** begin Available data **

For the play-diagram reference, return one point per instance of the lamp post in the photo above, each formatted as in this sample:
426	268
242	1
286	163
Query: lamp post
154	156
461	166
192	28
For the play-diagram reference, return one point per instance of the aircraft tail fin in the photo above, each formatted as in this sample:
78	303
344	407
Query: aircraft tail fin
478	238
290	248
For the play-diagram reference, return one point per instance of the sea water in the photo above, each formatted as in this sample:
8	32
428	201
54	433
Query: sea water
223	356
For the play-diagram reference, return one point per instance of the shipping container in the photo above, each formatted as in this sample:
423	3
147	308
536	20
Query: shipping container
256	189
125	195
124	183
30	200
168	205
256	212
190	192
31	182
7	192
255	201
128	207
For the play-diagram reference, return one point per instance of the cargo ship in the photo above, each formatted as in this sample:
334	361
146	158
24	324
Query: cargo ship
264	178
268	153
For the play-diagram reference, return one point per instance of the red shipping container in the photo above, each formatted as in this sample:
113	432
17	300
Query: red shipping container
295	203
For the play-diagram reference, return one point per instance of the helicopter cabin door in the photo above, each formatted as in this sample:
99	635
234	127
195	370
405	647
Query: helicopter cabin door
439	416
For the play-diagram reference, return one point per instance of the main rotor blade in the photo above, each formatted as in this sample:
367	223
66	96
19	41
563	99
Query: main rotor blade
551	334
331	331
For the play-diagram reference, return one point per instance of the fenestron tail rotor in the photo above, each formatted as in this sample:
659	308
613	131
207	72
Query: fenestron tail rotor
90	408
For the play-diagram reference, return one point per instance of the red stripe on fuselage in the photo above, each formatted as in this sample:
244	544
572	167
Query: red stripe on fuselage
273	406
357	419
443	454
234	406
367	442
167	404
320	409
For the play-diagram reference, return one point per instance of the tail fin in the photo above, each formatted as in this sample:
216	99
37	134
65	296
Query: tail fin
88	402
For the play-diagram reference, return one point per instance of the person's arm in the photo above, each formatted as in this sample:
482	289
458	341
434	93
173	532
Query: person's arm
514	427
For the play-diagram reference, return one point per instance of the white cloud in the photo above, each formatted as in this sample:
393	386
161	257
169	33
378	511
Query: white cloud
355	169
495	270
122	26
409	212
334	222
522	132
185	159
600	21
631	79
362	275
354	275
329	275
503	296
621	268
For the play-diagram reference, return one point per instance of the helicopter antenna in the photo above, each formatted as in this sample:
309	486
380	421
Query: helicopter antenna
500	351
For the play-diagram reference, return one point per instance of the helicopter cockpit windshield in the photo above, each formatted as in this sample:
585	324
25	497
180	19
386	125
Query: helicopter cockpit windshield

** end Available data **

* Task to complete: Please copy all of the data above line for line, changing nothing.

* Response to the task:
For the play-diagram reference, return one point per instance of the lamp post in the photo above, each formatted as in this sample:
426	268
242	1
286	163
Query: lamp post
154	156
461	166
192	28
For the play-diagram reference, return one point per instance of the aircraft tail fin in the photo above, each formatted as in this sample:
78	303
344	407
Query: aircraft tail fin
478	238
290	248
For the play-diagram reference, return one point per instance of the sea water in the photo above, each formatted as in this sample:
8	32
428	201
54	433
Query: sea water
223	356
For the play-diagram reference, return one point per instance of the shipping container in the photo above, each formatted as in this sample:
423	3
147	308
536	20
Query: shipping container
256	189
125	195
124	183
30	200
168	205
256	212
190	192
31	182
7	192
255	201
128	207
For the play-diagram reference, return one point per instance of the cargo ship in the photo above, each formatted as in this sample:
334	361
146	158
24	324
Query: cargo ship
264	178
268	153
For the play-diagram reference, return one point per instance of the red shipping container in the photo above, each formatted as in this sample:
113	432
17	300
Query: red shipping container
295	203
For the play-diagram reference, return one point per instance of the helicopter cabin door in the photo above, each formatted as in this sample:
99	635
234	127
195	370
405	647
Query: helicopter cabin door
439	416
For the play-diagram reference, return one point per instance of the main rotor blade in the photo above, each formatted as in this sample:
367	223
66	96
19	41
563	99
Query: main rotor blade
551	334
331	331
For the play-diagram reference, return one point per instance of the fenestron tail rotor in the photo above, each formatted as in this sample:
659	308
613	131
207	72
Query: fenestron tail rotor
90	408
For the play-diagram reference, return one point per instance of the red stripe on fuselage in the photo above, each formatted as in this sample:
244	544
572	167
Query: red stripe on fuselage
273	406
357	419
443	454
234	406
367	442
167	404
320	409
For the play-diagram reference, return one point per instance of the tail fin in the photo above, each formatted as in this sample:
216	99
37	134
65	296
Query: tail fin
88	402
For the play-diagram reference, return one point per instance of the person's arm in the photo above, each formatted as in this sample:
482	289
458	341
434	93
173	532
Query: person's arm
514	427
For the play-diagram reference, return one point per instance of the white cloud in the photo above, each formatted as in this sample:
393	386
161	257
169	33
378	511
Query: white cloud
355	169
495	270
122	26
409	212
334	222
522	132
185	159
600	21
631	79
362	275
354	275
329	275
503	296
621	268
For the play-diagram reference, return one point per instance of the helicopter antenna in the photo above, each formatted as in this sample:
309	486
380	421
Query: helicopter antenna
500	351
For the play-diagram reference, return one point per instance of the helicopter cockpit windshield in the photo above, each formatted as in this sample:
585	324
25	497
180	19
386	125
Query: helicopter cockpit windshield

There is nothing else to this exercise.